RECORDS TO USE:
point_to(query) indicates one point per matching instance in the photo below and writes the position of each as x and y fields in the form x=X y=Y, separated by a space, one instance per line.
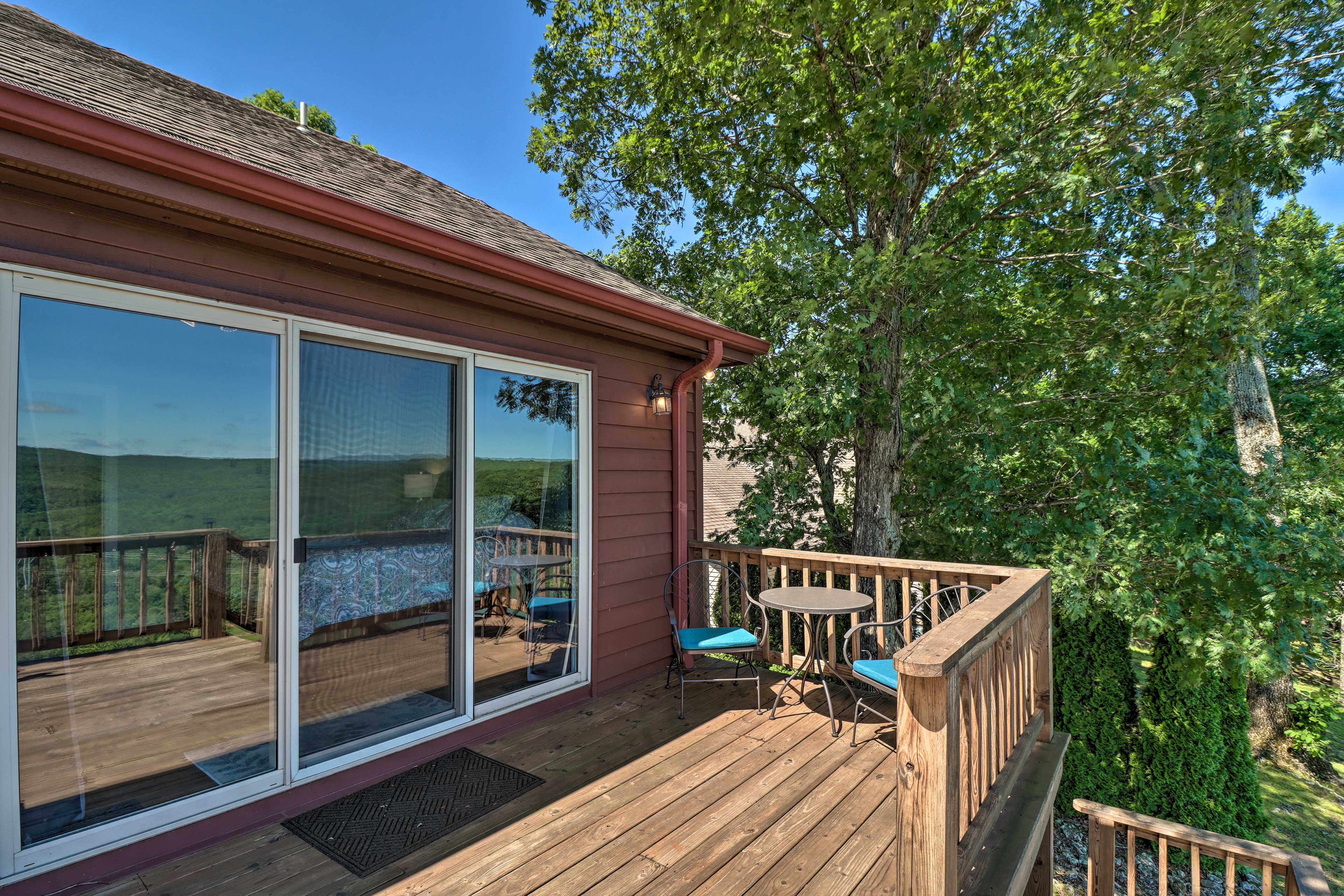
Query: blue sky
x=441 y=86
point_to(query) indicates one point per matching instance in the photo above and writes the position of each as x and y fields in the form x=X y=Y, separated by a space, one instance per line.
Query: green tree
x=1179 y=750
x=319 y=119
x=1096 y=702
x=905 y=158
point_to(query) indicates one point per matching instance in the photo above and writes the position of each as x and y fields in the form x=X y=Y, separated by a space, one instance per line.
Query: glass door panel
x=147 y=520
x=376 y=516
x=526 y=609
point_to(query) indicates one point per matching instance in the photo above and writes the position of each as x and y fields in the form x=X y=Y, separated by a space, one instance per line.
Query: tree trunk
x=824 y=464
x=877 y=528
x=878 y=458
x=1270 y=718
x=1259 y=441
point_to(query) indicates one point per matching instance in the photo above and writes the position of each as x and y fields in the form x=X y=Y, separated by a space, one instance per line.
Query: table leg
x=788 y=683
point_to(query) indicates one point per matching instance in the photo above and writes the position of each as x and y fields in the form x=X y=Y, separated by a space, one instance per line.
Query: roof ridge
x=229 y=125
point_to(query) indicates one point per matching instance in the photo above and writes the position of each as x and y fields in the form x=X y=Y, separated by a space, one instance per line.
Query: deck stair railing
x=1302 y=875
x=974 y=715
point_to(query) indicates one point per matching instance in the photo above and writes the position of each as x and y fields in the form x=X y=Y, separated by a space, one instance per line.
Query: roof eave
x=56 y=121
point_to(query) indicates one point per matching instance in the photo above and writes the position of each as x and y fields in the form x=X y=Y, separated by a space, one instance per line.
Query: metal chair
x=487 y=586
x=550 y=617
x=880 y=675
x=691 y=596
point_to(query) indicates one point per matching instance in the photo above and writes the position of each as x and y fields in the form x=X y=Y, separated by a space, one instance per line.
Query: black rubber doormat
x=381 y=824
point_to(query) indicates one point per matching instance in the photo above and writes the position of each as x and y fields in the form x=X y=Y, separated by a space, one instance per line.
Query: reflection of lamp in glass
x=659 y=397
x=419 y=485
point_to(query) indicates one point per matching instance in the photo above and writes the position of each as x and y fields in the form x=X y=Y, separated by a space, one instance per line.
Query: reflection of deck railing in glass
x=522 y=540
x=193 y=580
x=81 y=592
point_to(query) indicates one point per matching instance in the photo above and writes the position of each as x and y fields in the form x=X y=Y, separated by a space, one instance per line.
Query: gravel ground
x=1072 y=866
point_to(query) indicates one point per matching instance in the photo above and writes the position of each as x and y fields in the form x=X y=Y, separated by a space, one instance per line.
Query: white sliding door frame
x=15 y=280
x=155 y=820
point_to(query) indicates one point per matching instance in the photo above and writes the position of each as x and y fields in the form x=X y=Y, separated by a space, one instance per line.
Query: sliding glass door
x=147 y=483
x=527 y=511
x=376 y=551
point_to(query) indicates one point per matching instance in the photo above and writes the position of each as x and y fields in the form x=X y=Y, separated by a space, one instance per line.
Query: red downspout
x=680 y=547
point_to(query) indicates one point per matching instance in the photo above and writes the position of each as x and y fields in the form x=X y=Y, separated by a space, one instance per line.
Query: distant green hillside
x=73 y=495
x=77 y=495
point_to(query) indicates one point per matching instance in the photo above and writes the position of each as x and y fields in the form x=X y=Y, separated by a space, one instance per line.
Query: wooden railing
x=899 y=582
x=1302 y=874
x=175 y=582
x=974 y=715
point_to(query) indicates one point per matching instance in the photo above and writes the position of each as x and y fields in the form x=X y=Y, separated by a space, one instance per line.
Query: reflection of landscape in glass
x=526 y=447
x=526 y=606
x=147 y=496
x=369 y=420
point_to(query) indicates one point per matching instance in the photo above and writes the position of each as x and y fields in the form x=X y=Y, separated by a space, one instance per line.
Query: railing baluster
x=35 y=590
x=97 y=593
x=168 y=586
x=854 y=586
x=1131 y=878
x=121 y=593
x=905 y=604
x=72 y=635
x=880 y=608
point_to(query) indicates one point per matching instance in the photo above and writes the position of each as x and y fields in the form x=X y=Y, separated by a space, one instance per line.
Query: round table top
x=806 y=598
x=530 y=561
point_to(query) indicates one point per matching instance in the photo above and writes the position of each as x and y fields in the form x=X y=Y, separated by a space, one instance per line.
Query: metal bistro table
x=819 y=604
x=527 y=566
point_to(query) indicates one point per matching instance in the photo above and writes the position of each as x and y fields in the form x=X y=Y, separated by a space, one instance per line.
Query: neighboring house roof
x=42 y=57
x=723 y=481
x=722 y=484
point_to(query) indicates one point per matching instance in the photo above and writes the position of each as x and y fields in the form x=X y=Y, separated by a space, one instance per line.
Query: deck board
x=636 y=801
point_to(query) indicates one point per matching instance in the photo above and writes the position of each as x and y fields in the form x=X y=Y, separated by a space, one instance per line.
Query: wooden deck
x=635 y=801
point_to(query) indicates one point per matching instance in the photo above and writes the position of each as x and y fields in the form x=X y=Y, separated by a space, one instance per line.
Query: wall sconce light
x=659 y=397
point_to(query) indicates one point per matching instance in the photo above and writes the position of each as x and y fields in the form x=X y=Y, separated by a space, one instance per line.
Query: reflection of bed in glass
x=376 y=637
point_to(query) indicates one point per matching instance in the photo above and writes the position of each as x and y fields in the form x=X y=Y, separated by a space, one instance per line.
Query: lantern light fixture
x=659 y=397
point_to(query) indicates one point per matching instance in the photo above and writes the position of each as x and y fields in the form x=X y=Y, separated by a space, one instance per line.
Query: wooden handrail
x=972 y=630
x=1303 y=875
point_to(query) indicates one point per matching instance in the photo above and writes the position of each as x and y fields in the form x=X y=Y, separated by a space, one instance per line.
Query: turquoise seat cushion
x=717 y=639
x=878 y=671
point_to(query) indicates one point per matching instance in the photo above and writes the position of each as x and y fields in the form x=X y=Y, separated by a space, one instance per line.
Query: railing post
x=1043 y=673
x=214 y=598
x=928 y=809
x=1043 y=872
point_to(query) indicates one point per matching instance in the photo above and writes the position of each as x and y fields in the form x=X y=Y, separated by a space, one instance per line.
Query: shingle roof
x=46 y=58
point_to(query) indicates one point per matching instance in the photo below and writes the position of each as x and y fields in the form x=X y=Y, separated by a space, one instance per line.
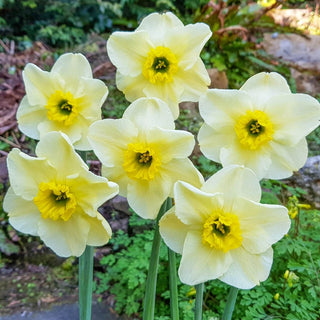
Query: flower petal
x=39 y=84
x=259 y=161
x=248 y=270
x=71 y=67
x=158 y=26
x=264 y=85
x=221 y=107
x=65 y=238
x=199 y=263
x=192 y=39
x=58 y=150
x=149 y=112
x=26 y=173
x=299 y=115
x=155 y=191
x=171 y=143
x=261 y=224
x=173 y=231
x=234 y=181
x=29 y=116
x=109 y=138
x=90 y=198
x=286 y=159
x=23 y=214
x=183 y=170
x=211 y=141
x=100 y=231
x=128 y=51
x=195 y=81
x=192 y=205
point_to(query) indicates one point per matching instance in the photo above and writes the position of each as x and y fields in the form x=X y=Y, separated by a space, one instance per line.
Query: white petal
x=91 y=191
x=259 y=161
x=26 y=173
x=221 y=107
x=234 y=181
x=109 y=138
x=23 y=214
x=261 y=225
x=187 y=42
x=195 y=81
x=211 y=141
x=71 y=67
x=146 y=113
x=65 y=238
x=173 y=231
x=264 y=85
x=159 y=26
x=29 y=117
x=128 y=51
x=155 y=191
x=200 y=263
x=100 y=231
x=131 y=86
x=294 y=116
x=286 y=159
x=58 y=150
x=39 y=84
x=183 y=170
x=192 y=205
x=248 y=270
x=171 y=144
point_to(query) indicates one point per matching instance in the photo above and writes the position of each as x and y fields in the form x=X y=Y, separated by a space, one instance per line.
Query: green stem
x=85 y=274
x=231 y=301
x=199 y=301
x=85 y=283
x=151 y=283
x=174 y=306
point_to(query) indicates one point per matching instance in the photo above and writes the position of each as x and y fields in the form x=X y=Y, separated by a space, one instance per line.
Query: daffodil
x=55 y=197
x=222 y=231
x=67 y=99
x=262 y=126
x=144 y=154
x=161 y=59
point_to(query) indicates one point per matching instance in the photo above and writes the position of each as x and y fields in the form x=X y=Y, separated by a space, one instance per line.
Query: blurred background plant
x=38 y=31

ABOUT THIS TASK: Only the lines from the one containing "Query: green stem" through the end of the material should be copied, exactly as they stand; please keep both ends.

FINAL ANSWER:
Query: green stem
x=85 y=274
x=231 y=301
x=199 y=301
x=85 y=283
x=151 y=283
x=174 y=306
point_to(query) indicates one point per matching instance in the photo above and writes the position of each as x and y fields in the form x=X y=Y, separated by a space, one instance per line.
Query: daffodil
x=55 y=197
x=222 y=231
x=67 y=99
x=262 y=126
x=144 y=154
x=161 y=59
point_to(query) indicates one point per matching instance in the photo above and writes the position of each as x and y fields in the form x=X y=Y, separated by a space, one instance per line.
Query: blurred background plant
x=38 y=31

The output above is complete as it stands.